Memory tagging is making a comeback, and the primitives/API being "fast and flexible" doesn't account for the ridiculous complexity that goes into a CPU, that does indirectly help with linked lists/object oriented/etc.
Also, C is in no way special, not even particularly low-level.
I think a good example here is Unity's Burst compiler - it uses a subset of C#, which allows for more assumptions and better optimization. Compared to regular Unity Mono environment, the code can be faster by one or two orders of magnitude and I've read in some cases it's even faster than C.
I have constructed a language which can only say "hello world" and there is only 1 way to do it.
It is the most easily optimized language I know. If you write a working program in it, you know you're doing it in the most optimal way for that language already.
Everything constrained is easier to optimize. In the limit where you have one or zero possible ways to do something, all solutions are necessarily already optimal.
But the potential of easy optimization does not mean that they will be optimized. Compilers for higher-level languages are full of broken promises around their potential. "Faster than C because we can optimize" is never really realized, except in maybe one benchmark that only works in that one exact scenario and nowhere in my code...
> Compilers for higher-level languages are full of broken promises
Sometimes because C is lingua franca of low level.

━━━━━━

## Directives
(1) Answer these about the thread:
(a) What is said to be making a comeback?
(b) Which compiler is given as an example, and what does it use?
(c) How many ways are there to say "hello world" in the language the writer constructed?
(2) Pull out the passage of the thread that starts at the words "Also, C is in" and ends after "way to do it.", copied word for word.

## Extracted data
━━━━━━

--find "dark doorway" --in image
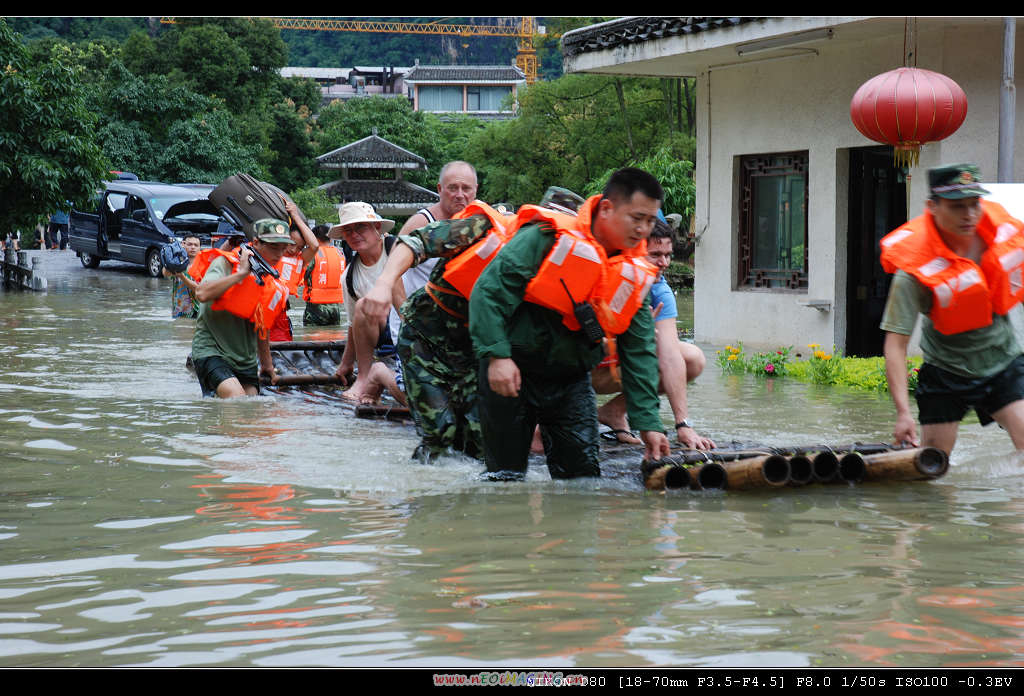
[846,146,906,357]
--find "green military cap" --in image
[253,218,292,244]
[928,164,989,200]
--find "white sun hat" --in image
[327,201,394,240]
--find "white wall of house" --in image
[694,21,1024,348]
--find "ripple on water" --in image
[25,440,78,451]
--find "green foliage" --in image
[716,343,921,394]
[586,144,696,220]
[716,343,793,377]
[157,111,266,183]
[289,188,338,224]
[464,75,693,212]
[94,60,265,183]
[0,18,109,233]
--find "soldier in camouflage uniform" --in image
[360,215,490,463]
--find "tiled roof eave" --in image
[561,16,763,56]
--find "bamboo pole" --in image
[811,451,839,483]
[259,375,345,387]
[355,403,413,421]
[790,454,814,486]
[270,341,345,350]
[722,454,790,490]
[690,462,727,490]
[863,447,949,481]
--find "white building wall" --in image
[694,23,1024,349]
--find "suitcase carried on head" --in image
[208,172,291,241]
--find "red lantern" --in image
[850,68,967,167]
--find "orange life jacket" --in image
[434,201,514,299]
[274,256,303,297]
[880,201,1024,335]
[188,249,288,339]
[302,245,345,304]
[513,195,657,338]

━━━━━━

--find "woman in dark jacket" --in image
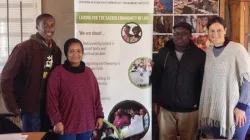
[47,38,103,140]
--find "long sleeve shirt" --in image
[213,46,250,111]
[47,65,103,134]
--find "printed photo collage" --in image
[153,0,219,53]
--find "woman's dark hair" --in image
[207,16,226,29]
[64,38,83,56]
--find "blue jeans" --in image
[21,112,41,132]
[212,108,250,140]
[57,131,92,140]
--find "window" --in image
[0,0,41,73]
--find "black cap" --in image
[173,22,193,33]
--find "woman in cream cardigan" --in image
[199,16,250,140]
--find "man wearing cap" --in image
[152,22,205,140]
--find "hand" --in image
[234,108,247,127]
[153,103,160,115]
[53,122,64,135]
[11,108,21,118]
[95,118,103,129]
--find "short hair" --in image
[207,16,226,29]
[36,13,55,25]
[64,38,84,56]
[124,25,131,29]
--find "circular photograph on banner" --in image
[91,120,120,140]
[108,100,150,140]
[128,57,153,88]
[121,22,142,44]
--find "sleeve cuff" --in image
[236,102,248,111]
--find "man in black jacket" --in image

━━━━━━

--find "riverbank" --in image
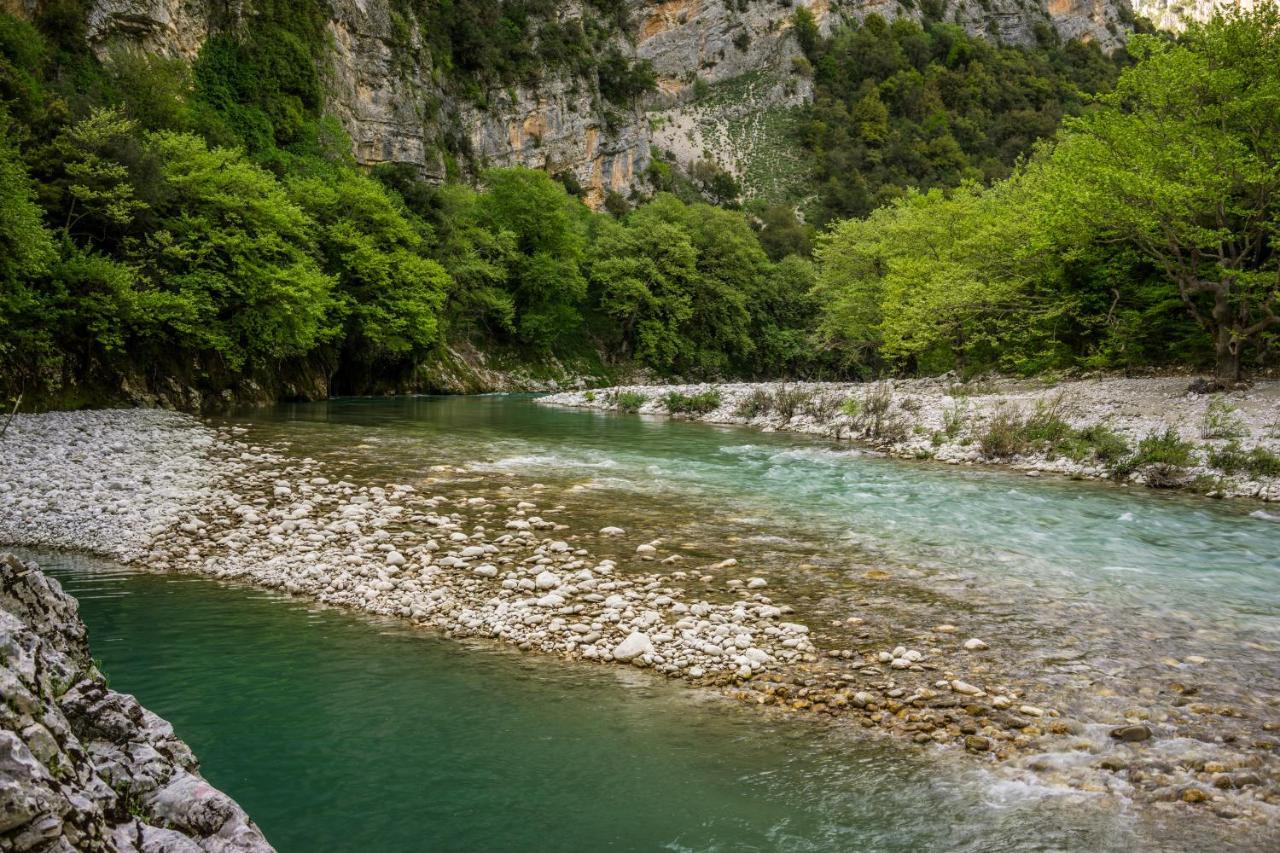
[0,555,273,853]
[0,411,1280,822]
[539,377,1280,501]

━━━━━━

## The responses
(1)
(a) Memory tagging.
(b) Unity's Burst compiler, which uses a subset of C#.
(c) Only one.

(2)
Also, C is in no way special, not even particularly low-level.
I think a good example here is Unity's Burst compiler - it uses a subset of C#, which allows for more assumptions and better optimization. Compared to regular Unity Mono environment, the code can be faster by one or two orders of magnitude and I've read in some cases it's even faster than C.
I have constructed a language which can only say "hello world" and there is only 1 way to do it.